What to produce → Return, unchanged, the part of the material below that opens with the line containing "Target: blue sky" and continues through the final line of the material, with both of those lines included.

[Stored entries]
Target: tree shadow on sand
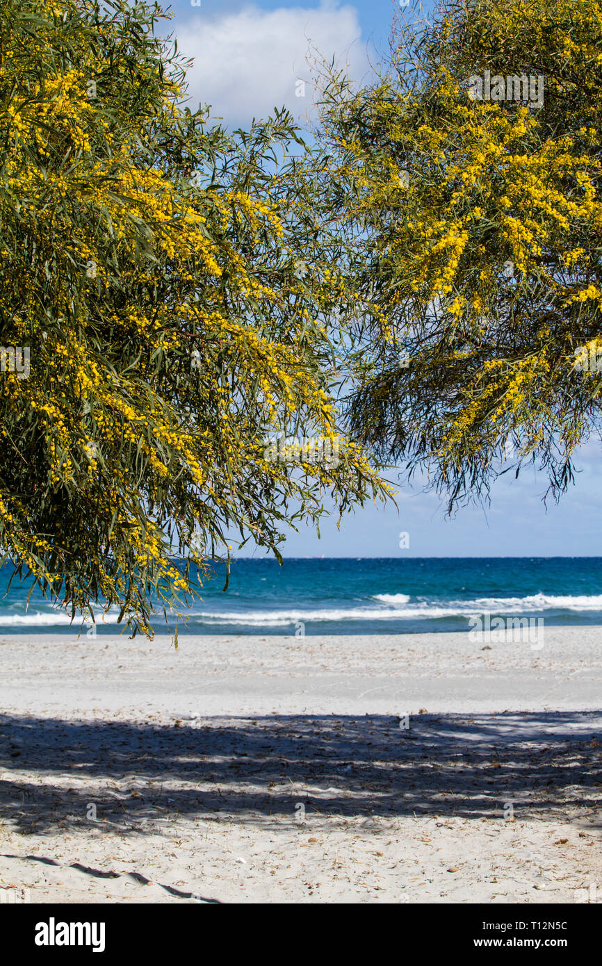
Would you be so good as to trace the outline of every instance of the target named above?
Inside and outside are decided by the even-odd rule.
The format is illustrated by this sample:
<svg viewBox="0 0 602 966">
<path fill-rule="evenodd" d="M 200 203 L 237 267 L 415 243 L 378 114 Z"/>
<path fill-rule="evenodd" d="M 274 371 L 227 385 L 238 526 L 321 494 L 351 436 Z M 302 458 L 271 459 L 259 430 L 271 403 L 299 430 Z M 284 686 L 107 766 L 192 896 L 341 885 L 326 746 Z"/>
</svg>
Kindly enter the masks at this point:
<svg viewBox="0 0 602 966">
<path fill-rule="evenodd" d="M 0 815 L 24 835 L 89 825 L 146 834 L 185 818 L 502 817 L 509 805 L 517 819 L 581 812 L 591 830 L 601 803 L 599 712 L 167 726 L 0 717 Z"/>
</svg>

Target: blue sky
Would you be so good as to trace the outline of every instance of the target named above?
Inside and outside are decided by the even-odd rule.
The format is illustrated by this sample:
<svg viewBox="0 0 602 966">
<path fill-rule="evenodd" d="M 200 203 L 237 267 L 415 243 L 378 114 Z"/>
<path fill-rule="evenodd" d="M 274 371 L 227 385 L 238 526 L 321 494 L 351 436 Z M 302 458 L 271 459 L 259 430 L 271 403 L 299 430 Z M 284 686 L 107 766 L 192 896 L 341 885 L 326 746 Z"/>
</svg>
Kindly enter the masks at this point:
<svg viewBox="0 0 602 966">
<path fill-rule="evenodd" d="M 403 2 L 403 0 L 402 0 Z M 432 2 L 423 5 L 425 15 Z M 186 57 L 190 106 L 212 103 L 214 115 L 228 126 L 244 126 L 275 105 L 286 104 L 300 121 L 311 108 L 310 71 L 313 45 L 326 59 L 347 63 L 354 79 L 367 79 L 377 51 L 386 51 L 399 0 L 357 3 L 293 3 L 279 0 L 174 0 L 172 30 Z M 410 0 L 404 14 L 418 9 Z M 298 81 L 307 83 L 305 97 L 296 97 Z M 599 441 L 590 441 L 577 459 L 577 485 L 559 505 L 546 508 L 541 497 L 546 480 L 532 469 L 518 480 L 507 473 L 493 491 L 487 510 L 470 507 L 448 519 L 444 505 L 419 486 L 398 492 L 399 511 L 372 504 L 347 517 L 336 528 L 335 517 L 322 526 L 322 539 L 309 528 L 291 532 L 285 556 L 580 556 L 602 555 Z M 394 473 L 388 474 L 391 482 Z M 410 547 L 399 547 L 399 534 Z M 248 545 L 247 545 L 248 547 Z M 249 551 L 245 548 L 245 554 Z M 259 553 L 259 552 L 257 552 Z"/>
</svg>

Full response →
Target: blue sky
Would you be so good as to trace the outline of every instance of the target named above?
Inside and outside are decided by the even-odd rule.
The format is illustrated by this sample:
<svg viewBox="0 0 602 966">
<path fill-rule="evenodd" d="M 200 203 L 237 267 L 415 243 L 378 114 Z"/>
<path fill-rule="evenodd" d="M 274 371 L 227 385 L 238 526 L 321 494 L 351 436 Z M 302 458 L 271 459 L 259 430 L 271 403 L 299 430 Z M 284 686 L 107 766 L 192 896 L 341 885 L 326 746 Z"/>
</svg>
Kindly enter the masks at this point:
<svg viewBox="0 0 602 966">
<path fill-rule="evenodd" d="M 403 2 L 403 0 L 402 0 Z M 432 2 L 423 5 L 425 15 Z M 186 57 L 190 106 L 212 103 L 214 115 L 228 126 L 244 126 L 275 105 L 286 104 L 300 121 L 311 108 L 310 71 L 313 45 L 326 59 L 347 63 L 354 79 L 367 79 L 377 51 L 386 51 L 399 0 L 357 3 L 293 3 L 279 0 L 174 0 L 172 30 Z M 410 0 L 404 14 L 418 9 Z M 298 81 L 307 83 L 305 97 L 296 97 Z M 599 441 L 590 441 L 577 459 L 577 485 L 559 505 L 546 508 L 541 497 L 546 480 L 532 469 L 518 480 L 507 473 L 493 491 L 487 510 L 470 507 L 448 519 L 444 505 L 419 486 L 398 492 L 399 511 L 372 504 L 347 517 L 336 528 L 335 517 L 322 526 L 322 539 L 309 528 L 291 532 L 285 556 L 580 556 L 602 555 Z M 394 473 L 388 474 L 391 482 Z M 410 547 L 399 547 L 399 534 Z M 248 545 L 247 545 L 248 547 Z M 249 551 L 245 548 L 245 554 Z M 259 553 L 259 552 L 257 552 Z"/>
</svg>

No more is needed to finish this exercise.